- Prompt
Tally up the lines below that include the word "isuzu". Answer with the number alone.

- Exercise material
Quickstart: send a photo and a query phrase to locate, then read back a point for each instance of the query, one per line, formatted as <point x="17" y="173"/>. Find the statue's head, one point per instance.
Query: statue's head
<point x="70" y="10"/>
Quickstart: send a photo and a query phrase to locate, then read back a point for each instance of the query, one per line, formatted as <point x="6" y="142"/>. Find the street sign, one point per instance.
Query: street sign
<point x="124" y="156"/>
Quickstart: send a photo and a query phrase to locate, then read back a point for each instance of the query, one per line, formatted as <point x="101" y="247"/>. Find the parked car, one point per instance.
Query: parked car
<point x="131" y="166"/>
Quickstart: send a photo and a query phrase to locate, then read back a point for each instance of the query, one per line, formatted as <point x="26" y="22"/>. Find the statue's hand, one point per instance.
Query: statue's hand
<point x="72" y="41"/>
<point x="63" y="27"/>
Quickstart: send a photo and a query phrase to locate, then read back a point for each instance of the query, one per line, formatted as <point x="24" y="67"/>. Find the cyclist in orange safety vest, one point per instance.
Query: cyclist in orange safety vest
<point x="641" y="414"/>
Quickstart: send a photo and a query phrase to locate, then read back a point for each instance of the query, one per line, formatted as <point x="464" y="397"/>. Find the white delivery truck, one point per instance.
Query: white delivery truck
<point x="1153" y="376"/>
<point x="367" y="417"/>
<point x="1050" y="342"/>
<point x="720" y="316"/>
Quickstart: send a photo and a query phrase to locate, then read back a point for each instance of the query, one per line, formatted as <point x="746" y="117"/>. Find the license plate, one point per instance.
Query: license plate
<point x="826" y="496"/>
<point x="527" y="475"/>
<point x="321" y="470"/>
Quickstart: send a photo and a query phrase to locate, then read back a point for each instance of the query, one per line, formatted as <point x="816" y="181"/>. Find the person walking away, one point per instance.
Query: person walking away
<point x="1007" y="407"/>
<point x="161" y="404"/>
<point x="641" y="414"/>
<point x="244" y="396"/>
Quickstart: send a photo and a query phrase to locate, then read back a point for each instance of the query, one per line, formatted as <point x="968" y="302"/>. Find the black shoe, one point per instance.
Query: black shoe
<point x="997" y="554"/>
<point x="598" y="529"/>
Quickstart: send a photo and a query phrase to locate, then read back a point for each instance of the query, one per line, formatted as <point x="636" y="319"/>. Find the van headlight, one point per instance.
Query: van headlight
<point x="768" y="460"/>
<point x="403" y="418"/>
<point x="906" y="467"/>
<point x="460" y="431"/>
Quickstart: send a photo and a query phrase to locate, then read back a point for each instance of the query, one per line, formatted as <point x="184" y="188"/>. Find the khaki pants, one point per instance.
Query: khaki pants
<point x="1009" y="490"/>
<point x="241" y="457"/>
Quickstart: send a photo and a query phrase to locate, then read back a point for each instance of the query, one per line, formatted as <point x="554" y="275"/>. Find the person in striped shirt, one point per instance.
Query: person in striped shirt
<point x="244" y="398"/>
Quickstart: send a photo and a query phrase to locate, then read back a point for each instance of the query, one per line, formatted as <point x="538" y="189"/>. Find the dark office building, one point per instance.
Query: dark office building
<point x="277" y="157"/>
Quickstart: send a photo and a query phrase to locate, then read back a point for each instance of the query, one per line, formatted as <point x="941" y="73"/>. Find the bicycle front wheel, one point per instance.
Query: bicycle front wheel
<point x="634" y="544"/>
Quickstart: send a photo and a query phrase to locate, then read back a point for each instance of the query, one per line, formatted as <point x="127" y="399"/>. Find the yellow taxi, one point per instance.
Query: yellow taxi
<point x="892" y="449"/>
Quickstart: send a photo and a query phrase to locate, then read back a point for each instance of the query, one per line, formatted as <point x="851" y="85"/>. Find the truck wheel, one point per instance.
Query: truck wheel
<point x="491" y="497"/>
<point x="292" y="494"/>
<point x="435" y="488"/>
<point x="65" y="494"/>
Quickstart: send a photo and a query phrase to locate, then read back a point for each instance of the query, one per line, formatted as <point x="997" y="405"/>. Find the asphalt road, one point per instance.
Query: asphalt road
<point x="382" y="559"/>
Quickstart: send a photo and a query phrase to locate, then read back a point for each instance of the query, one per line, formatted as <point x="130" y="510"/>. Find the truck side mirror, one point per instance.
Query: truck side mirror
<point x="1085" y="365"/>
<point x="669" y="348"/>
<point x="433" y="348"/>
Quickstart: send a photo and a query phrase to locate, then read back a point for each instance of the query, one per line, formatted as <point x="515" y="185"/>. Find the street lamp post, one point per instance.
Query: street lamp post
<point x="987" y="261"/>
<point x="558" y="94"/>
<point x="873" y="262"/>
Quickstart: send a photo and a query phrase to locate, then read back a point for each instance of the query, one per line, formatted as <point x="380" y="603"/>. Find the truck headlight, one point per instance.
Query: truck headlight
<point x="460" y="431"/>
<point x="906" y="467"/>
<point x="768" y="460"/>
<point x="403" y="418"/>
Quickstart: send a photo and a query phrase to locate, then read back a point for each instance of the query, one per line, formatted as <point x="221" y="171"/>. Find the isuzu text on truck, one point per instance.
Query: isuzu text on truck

- Solution
2